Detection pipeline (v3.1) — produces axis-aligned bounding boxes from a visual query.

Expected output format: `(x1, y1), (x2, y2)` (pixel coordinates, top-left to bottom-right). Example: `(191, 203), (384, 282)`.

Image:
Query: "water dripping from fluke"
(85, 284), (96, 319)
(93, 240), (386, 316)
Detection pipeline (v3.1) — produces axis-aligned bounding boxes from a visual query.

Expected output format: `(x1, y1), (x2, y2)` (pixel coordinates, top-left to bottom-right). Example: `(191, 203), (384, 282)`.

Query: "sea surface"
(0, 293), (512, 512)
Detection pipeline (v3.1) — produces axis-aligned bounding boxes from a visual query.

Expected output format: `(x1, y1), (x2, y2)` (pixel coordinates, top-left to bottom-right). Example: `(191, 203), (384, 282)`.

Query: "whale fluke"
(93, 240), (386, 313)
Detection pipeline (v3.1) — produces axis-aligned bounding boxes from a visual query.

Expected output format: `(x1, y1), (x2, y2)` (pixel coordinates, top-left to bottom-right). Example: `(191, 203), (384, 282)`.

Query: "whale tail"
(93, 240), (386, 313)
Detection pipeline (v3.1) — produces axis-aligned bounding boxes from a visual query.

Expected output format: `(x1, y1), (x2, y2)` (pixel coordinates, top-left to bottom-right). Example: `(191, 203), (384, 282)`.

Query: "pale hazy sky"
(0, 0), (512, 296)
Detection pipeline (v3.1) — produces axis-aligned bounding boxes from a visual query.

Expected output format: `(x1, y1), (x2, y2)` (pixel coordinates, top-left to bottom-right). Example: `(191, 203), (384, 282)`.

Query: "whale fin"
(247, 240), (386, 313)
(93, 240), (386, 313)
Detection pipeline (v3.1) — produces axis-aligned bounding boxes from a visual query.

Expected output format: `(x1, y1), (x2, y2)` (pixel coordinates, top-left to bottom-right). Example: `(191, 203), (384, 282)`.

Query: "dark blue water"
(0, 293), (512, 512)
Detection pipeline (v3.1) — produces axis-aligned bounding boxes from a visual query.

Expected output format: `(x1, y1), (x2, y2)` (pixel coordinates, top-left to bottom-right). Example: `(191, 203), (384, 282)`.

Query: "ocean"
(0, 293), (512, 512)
------------------------------------------------
Change "v3.1" to "v3.2" throughout the entries above, and leave every other part of them the same.

Detection pipeline (v3.2) — produces axis-aligned bounding boxes from a visual query.

Expected output format: `(x1, y1), (x2, y2)` (pixel coordinates, top-left to bottom-right). Example: `(191, 203), (384, 282)`.

Image:
Query: "water dripping from fluke"
(85, 284), (96, 319)
(93, 240), (386, 316)
Detection pipeline (v3.2) — produces axis-aligned bounding boxes from a visual query.

Expected output format: `(x1, y1), (x2, y2)` (pixel coordinates, top-left to bottom-right). Example: `(191, 203), (384, 282)`.

Query: "sea surface"
(0, 293), (512, 512)
Detection pipeline (v3.2) — produces axis-aligned bounding boxes from a visual query.

Expected output format: `(x1, y1), (x2, y2)` (pixel coordinates, top-left to bottom-right). Example: `(191, 203), (384, 282)`.

Query: "whale fluke"
(93, 240), (386, 313)
Detection pipeline (v3.2) — produces axis-aligned bounding boxes from a visual query.

Expected output format: `(x1, y1), (x2, y2)` (pixel coordinates, top-left to bottom-right). Example: `(191, 203), (384, 282)`.

Query: "whale tail"
(93, 240), (386, 313)
Detection pipeline (v3.2) — produces axis-aligned bounding boxes from a visual query.

Expected output format: `(x1, y1), (x2, y2)` (pixel coordinates, top-left to bottom-right). Example: `(191, 203), (384, 282)`.

Query: "pale hazy sky"
(0, 0), (512, 296)
Detection pipeline (v3.2) — produces axis-aligned bounding boxes from a visual query.

Expected output format: `(x1, y1), (x2, y2)` (pixel coordinates, top-left to bottom-right). Example: `(191, 203), (384, 282)`.

Query: "whale fin"
(247, 240), (386, 313)
(93, 240), (386, 313)
Detection pipeline (v3.2) — produces axis-aligned bounding boxes from a visual query.

Expected output format: `(x1, y1), (x2, y2)` (pixel coordinates, top-left to bottom-right). Example: `(191, 203), (384, 282)`.

Query: "dark blue water"
(0, 293), (512, 512)
Detection pipeline (v3.2) — produces axis-aligned bounding boxes from a visual query.

Expected output format: `(x1, y1), (x2, y2)` (pixel coordinates, top-left to bottom-right). Example: `(191, 203), (384, 282)`.

Query: "ocean"
(0, 293), (512, 512)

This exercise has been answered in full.